Render the data as a JSON list of strings, one string per line and no blank lines, beginning with the line that contains "of the street" and continuing through the line that contains "[(101, 142)]", both included.

THE DATA:
________________________

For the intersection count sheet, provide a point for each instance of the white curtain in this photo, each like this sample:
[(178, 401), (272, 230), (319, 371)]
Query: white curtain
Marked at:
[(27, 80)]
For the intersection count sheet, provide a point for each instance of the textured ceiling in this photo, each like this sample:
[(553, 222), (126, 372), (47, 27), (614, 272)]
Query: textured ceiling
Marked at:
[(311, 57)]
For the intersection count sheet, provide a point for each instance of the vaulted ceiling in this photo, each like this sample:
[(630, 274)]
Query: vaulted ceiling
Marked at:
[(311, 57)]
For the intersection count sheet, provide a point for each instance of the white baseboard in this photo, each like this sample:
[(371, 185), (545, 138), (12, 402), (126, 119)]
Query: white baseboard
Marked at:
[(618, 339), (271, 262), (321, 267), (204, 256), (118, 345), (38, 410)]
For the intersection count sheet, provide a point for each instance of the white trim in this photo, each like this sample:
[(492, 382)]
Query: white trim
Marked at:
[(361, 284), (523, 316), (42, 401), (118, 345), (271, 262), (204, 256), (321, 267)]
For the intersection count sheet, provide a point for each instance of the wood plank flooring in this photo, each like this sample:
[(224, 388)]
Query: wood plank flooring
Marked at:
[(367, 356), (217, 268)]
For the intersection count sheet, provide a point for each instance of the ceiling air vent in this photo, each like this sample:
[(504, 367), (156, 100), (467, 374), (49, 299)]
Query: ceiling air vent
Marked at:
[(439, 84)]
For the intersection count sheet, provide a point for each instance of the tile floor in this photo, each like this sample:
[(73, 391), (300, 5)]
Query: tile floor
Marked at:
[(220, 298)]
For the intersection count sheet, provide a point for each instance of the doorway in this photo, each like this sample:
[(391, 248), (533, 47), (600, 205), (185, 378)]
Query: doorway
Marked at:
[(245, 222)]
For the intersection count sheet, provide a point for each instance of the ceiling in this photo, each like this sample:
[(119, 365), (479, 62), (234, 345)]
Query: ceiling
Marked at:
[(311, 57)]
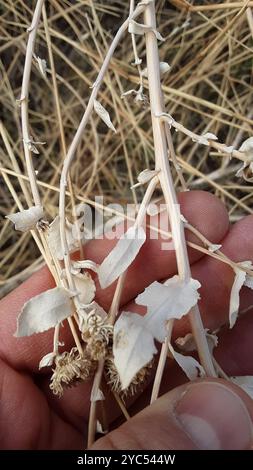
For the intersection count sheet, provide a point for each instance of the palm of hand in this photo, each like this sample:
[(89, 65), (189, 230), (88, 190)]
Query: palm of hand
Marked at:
[(31, 418)]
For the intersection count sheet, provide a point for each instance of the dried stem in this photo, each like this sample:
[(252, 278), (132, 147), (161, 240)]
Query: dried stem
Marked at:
[(32, 31), (161, 152), (78, 137)]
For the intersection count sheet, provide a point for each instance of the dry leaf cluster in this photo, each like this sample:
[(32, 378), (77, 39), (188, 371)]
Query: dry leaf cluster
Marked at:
[(70, 147)]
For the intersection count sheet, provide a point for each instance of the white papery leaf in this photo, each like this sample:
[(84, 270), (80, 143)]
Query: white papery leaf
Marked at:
[(44, 311), (133, 346), (85, 264), (146, 175), (164, 68), (129, 92), (182, 217), (104, 115), (97, 395), (227, 149), (212, 248), (99, 428), (234, 303), (121, 256), (248, 281), (85, 287), (209, 136), (247, 147), (188, 364), (245, 382), (187, 343), (54, 238), (138, 28), (26, 220), (167, 301), (42, 66), (47, 360)]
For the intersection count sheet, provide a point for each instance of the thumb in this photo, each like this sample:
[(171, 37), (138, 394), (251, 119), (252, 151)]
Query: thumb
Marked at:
[(208, 414)]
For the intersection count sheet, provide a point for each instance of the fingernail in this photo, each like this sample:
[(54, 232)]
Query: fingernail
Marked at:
[(214, 417)]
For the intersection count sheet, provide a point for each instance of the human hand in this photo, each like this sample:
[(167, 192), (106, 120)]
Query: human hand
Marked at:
[(205, 414)]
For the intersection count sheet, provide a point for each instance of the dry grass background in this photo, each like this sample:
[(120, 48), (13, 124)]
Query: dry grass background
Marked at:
[(209, 88)]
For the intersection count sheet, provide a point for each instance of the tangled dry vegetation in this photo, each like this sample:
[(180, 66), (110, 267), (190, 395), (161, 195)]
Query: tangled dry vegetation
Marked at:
[(208, 89)]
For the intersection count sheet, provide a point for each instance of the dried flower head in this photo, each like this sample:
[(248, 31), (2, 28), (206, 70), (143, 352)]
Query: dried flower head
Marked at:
[(70, 368), (113, 379), (97, 334)]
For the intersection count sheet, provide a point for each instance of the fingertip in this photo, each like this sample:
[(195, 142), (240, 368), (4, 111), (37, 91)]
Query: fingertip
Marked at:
[(206, 213)]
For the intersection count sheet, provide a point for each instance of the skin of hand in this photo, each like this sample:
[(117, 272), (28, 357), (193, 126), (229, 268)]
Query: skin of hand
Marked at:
[(206, 414)]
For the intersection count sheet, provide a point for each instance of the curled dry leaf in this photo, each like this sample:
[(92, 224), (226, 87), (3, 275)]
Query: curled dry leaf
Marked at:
[(188, 364), (121, 256), (246, 170), (44, 311), (133, 346), (138, 28), (85, 287), (97, 395), (248, 281), (27, 219), (234, 303), (145, 176), (247, 147), (209, 136), (164, 68), (85, 264), (99, 428), (187, 343), (167, 301), (245, 382), (54, 238), (213, 248), (227, 149), (104, 115), (42, 66), (47, 360)]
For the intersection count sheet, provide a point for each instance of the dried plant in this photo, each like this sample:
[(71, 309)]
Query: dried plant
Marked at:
[(121, 345)]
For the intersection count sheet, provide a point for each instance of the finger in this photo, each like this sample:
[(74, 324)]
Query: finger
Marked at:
[(235, 348), (216, 280), (205, 415), (25, 417), (200, 208)]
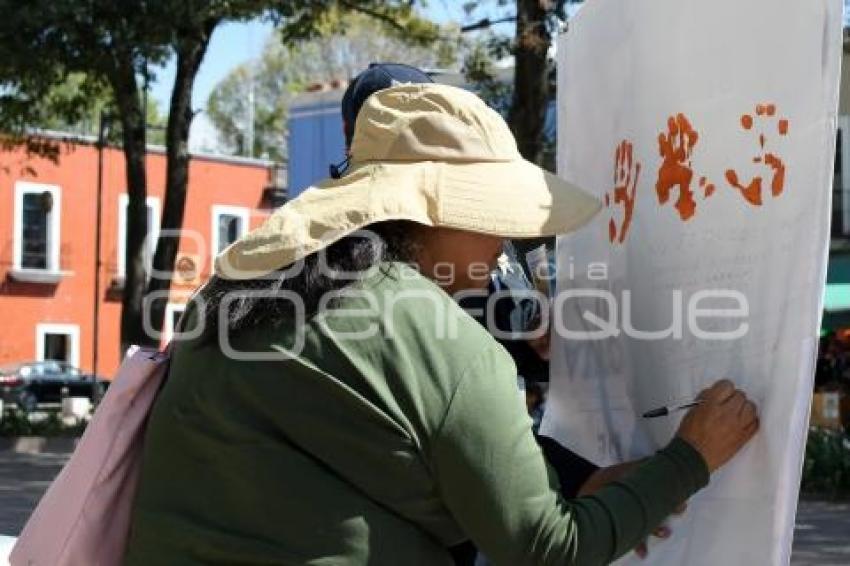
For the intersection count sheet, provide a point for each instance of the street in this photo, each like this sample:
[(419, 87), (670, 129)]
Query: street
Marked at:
[(822, 536)]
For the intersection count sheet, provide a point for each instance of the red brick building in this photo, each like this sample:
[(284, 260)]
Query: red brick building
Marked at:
[(48, 220)]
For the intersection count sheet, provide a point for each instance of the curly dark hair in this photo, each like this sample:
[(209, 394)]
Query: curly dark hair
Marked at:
[(312, 280)]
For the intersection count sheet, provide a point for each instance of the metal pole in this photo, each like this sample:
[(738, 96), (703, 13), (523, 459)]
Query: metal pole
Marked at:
[(101, 142)]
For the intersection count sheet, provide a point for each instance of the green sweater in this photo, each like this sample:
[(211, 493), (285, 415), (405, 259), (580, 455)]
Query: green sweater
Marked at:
[(397, 431)]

________________________

REPLY TO THE TASK:
[
  "For the intersection count sheet, provide a point for each instance of the street in this photo, each like this sample:",
  "[(419, 87), (670, 129)]",
  "Query: street",
  "Marked at:",
  "[(822, 536)]",
  "For the intersection count sheet, provide a point for each instance of the red brick building in this photo, each like this sample:",
  "[(284, 260)]",
  "Query: red brick building",
  "Marked at:",
  "[(48, 220)]",
  "For the intersection count sheet, provide a point for each instance of the curly dark hair in this photo, each like this sample:",
  "[(209, 394)]",
  "Query: curly dark hair",
  "Marked at:",
  "[(312, 280)]",
  "For the intersection count sheet, provide a point for each instance of the metal pole in this photo, each like this sample:",
  "[(738, 96), (703, 13), (523, 459)]",
  "Query: metal pole",
  "Marked at:",
  "[(101, 142)]"
]